Your task:
Translate this sentence from the article on OpenAI's robot hand into Spanish: "The old-fashioned way of training a neural network is to let it practice a task for years at an accelerated pace."

START Extract

Artificial Intelligence or AI is being developed at breakneck speeds. While this is not particularly a bad thing, many are worried that we might lose control over AI, if it is not properly regulated. There are certain organisations that are keeping watch over the development of AI, like the Elon Musk founded AI research organisation, OpenAI. The company works on many subsets of AI and most of us might know about it by its achievement of besting some of the world’s best DOTA players. Now, the company has taken a step towards introducing human-level dexterity in bots by training a pair of neural networks that enable solving the Rubik’s Cube with a single robot-hand.
The robot-hand developed by the company is called Dactyl and as to how OpenAI managed to train it is quite interesting. The old-fashioned way of training a neural network is to let it practice a task for years at an accelerated pace. When we talk about learning how to beat opponents in a virtual game, this approach is feasible as the software can spend time learning everything it needs to at hastened speeds. However, in Dactyl’s case, letting it practice with a Rubik’s Cube for years was not an option and hence, the company used simulations to train it. “The system can handle situations it never saw during training, such as being prodded by a stuffed giraffe. This shows that reinforcement learning isn’t just a tool for virtual tasks, but can solve physical-world problems requiring unprecedented dexterity,” says OpenAI . While Dactyl’s dexterity and sharpness when solving the cube is nowhere near humans, it is a great way to demonstrate how simulations can be implemented and to lay a foundation for general-purpose robots.

END Extract
START Provided material

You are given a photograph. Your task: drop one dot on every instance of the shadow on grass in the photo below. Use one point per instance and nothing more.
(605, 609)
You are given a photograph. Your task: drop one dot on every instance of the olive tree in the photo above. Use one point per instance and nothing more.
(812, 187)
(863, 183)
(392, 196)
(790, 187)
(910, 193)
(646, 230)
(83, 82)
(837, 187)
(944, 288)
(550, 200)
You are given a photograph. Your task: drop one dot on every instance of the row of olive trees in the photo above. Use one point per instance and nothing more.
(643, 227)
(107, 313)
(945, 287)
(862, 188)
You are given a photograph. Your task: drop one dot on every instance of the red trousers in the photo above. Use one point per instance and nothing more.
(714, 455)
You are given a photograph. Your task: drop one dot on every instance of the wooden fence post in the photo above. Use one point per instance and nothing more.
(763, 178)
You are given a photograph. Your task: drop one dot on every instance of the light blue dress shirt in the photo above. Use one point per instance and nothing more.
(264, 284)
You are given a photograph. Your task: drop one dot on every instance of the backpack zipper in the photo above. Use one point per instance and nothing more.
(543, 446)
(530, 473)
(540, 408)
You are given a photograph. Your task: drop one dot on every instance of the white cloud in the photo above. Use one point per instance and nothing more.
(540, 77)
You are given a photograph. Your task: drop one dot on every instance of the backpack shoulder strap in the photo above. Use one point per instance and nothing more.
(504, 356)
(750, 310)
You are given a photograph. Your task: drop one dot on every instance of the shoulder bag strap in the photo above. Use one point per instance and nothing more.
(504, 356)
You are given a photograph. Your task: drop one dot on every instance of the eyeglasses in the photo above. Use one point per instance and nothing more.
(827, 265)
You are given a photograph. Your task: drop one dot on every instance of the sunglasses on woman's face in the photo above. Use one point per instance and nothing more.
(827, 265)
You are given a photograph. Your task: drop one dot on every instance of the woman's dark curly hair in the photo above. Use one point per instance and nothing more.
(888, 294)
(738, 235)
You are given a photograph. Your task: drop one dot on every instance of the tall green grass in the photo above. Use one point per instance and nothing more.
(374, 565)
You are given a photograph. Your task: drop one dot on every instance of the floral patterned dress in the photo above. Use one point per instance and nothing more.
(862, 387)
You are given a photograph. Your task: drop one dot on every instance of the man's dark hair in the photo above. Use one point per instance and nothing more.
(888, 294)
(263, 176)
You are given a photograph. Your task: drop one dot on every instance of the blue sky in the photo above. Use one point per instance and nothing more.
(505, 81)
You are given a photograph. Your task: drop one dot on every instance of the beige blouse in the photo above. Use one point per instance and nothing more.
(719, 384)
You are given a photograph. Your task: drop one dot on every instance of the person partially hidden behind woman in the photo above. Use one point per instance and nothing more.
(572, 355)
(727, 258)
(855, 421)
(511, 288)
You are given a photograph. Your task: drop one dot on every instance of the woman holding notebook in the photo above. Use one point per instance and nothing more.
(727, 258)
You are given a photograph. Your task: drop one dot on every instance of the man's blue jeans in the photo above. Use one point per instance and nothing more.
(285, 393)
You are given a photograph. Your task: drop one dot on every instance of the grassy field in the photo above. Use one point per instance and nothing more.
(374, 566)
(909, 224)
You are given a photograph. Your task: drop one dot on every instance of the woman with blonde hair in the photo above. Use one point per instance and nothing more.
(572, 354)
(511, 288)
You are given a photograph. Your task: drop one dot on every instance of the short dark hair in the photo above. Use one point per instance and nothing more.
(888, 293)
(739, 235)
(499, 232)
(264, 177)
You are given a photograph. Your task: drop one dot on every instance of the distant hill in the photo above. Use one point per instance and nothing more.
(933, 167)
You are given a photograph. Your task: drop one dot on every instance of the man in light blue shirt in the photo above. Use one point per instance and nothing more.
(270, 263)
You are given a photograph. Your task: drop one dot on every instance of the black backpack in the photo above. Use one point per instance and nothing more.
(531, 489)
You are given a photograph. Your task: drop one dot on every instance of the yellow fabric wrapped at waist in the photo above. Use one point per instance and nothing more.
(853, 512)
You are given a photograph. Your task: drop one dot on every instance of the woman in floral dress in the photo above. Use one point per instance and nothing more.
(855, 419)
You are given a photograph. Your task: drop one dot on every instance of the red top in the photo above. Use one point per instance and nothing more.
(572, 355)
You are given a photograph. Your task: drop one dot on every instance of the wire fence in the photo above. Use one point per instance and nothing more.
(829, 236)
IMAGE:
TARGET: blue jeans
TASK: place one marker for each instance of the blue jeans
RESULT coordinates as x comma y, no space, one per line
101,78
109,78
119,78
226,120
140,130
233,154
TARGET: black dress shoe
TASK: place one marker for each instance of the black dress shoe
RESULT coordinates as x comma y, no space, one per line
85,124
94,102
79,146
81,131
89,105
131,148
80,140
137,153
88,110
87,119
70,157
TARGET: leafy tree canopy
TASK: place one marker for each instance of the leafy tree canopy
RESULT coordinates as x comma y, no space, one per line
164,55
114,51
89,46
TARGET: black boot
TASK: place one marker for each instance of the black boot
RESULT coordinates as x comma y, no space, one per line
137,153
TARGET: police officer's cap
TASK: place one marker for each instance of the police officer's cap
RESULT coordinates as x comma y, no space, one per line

END Provided material

Solution to this problem:
La forma tradicional de entrenar una red neuronal es dejar que practique una tarea durante años a un ritmo acelerado.